═══ Entries shown
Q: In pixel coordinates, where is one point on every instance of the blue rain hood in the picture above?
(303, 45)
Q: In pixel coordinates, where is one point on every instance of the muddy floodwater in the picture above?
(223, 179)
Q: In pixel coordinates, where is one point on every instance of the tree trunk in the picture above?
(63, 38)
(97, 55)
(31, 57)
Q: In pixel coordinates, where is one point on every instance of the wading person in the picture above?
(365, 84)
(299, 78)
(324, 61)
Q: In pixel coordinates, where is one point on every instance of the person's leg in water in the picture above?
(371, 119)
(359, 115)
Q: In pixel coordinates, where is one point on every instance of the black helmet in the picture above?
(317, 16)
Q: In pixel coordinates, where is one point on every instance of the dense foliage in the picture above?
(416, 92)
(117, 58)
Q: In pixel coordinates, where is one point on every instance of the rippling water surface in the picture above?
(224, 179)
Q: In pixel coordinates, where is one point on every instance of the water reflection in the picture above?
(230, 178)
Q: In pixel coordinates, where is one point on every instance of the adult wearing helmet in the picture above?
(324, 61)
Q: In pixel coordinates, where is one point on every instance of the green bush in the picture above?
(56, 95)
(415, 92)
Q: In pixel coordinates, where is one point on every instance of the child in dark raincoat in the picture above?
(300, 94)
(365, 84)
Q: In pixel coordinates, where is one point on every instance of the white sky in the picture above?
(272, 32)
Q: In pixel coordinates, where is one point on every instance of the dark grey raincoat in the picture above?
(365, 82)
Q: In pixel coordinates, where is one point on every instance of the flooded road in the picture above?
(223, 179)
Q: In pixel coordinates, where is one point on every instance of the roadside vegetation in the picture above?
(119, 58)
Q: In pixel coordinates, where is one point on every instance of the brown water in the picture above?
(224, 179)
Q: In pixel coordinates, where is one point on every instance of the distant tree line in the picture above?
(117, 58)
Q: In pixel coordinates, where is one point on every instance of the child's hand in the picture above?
══════
Copy all data exactly, start to finish.

Task answer -
Q: In pixel coordinates, where is one point on every instance of the blue rain hood in the picture above?
(303, 45)
Q: In pixel coordinates, where is one point on every instance of the muddy floodwater in the picture above?
(223, 179)
Q: In pixel coordinates, where is one point on every instance of the tree trunk in the picture above?
(63, 38)
(97, 55)
(31, 57)
Q: In pixel coordinates, where is one point on every instance of the wading person in the picture above?
(365, 84)
(299, 78)
(324, 61)
Q: In pixel coordinates, where is one point on every instance of the person's leg in water in the picture above?
(371, 119)
(359, 115)
Q: In pixel coordinates, where is one point on every instance of the black helmet in the picture above?
(317, 16)
Q: In pixel coordinates, where is one point on every instance of the dense foliage in the picture above?
(416, 92)
(117, 58)
Q: In pixel coordinates, where is one point on every instance of the rippling water surface in the picture above?
(224, 179)
Q: In pixel coordinates, where is one point on every instance of the water reflection in the picture above?
(230, 178)
Q: In pixel coordinates, where is one point on every instance of the adult wearing helmet in the picture above?
(324, 61)
Q: In pixel coordinates, where is one point on every instance of the green bush in the picture above?
(56, 95)
(415, 92)
Q: In pixel coordinates, where is one point on every instance of the child in dark raincoat in the picture above?
(300, 94)
(365, 84)
Q: In pixel coordinates, where is one point on every instance of the white sky in the picture above?
(272, 32)
Q: In pixel coordinates, where is one point on every instance of the dark grey raincoat in the picture above?
(365, 82)
Q: In pixel coordinates, where is one point on every instance of the flooded road in the picture above?
(223, 179)
Q: In pixel coordinates, where is one point on every instance of the roadside vegetation in the picture above?
(119, 58)
Q: In pixel coordinates, where is one point on every instance of the brown water in the picture above?
(224, 179)
Q: In pixel coordinates, where is one point on every instance of the distant tree line in the picture above?
(117, 58)
Q: In pixel coordinates, where is one point on every instance of the child's hand in the picture above?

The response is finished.